(What you are asked to do)
The answer must be an exact copy of the lines from the one containing "Run with query: child's arm" through the final line of the material, both included, and nothing else.

------ Data provided

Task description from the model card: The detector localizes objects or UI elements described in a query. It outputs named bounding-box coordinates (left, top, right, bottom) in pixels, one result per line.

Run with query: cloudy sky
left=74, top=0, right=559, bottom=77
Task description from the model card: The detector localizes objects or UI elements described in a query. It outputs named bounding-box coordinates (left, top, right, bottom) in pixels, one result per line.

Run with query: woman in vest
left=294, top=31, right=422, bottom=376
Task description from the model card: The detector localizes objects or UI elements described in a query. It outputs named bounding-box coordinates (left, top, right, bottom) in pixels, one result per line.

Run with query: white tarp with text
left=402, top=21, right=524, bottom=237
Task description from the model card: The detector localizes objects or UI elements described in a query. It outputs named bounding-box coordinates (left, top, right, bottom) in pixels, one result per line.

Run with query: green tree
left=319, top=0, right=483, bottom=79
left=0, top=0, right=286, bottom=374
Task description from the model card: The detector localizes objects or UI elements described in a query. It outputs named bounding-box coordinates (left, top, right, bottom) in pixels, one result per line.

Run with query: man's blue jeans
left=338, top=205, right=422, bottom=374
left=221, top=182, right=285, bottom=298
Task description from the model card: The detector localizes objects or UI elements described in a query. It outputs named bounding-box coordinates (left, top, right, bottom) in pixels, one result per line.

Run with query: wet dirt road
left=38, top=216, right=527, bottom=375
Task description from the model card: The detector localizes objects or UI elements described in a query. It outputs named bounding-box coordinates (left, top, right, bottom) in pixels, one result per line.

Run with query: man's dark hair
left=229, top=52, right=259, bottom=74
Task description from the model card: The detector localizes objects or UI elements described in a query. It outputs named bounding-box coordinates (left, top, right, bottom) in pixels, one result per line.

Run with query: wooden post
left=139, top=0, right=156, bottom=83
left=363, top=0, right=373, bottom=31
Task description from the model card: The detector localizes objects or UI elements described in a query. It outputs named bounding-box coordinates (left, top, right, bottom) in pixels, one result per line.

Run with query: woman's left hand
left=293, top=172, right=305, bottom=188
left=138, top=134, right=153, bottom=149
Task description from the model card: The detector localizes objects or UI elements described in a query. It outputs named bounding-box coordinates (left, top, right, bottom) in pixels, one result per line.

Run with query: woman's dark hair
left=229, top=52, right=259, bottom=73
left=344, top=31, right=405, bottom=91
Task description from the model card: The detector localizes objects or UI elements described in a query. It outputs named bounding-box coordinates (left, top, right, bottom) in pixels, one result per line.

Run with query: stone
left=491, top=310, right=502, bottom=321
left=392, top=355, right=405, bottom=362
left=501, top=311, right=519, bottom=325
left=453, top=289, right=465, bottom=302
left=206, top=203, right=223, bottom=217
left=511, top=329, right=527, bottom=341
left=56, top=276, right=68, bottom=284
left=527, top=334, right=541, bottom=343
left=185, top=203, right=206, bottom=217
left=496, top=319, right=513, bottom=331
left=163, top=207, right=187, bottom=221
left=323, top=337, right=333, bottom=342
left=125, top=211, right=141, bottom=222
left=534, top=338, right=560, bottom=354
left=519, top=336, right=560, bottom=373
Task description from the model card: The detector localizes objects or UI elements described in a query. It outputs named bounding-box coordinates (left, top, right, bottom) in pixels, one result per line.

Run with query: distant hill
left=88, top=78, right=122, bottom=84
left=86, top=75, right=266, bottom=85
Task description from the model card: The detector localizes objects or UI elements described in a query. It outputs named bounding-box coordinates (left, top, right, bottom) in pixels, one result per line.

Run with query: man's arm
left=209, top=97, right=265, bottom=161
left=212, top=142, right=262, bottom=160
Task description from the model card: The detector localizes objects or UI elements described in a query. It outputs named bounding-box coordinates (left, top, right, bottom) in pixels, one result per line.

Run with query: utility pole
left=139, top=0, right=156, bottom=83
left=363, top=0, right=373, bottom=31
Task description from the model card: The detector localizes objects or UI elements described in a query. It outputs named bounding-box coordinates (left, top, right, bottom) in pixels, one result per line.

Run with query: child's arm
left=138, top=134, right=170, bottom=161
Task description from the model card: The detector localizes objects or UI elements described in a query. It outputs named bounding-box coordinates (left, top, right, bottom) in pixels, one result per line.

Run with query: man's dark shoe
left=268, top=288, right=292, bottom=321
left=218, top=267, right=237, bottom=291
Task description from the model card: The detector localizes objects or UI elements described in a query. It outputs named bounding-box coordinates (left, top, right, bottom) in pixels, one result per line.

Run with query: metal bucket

------------

(Task answer)
Run with query: child's arm
left=138, top=134, right=170, bottom=161
Task description from the model card: The detector localizes objects or UI elements described in a query. It outputs named bounding-box coordinates (left, top, right, bottom) in pixels, one result per line.

Run with query: man's dark shoe
left=268, top=288, right=292, bottom=321
left=218, top=267, right=237, bottom=291
Task description from the model card: The detector localizes objects or UI elements described in a query. It outputs named bounding-box coordinates (left, top, right, bottom) in pixels, one result per line.

Run with query: metal bucket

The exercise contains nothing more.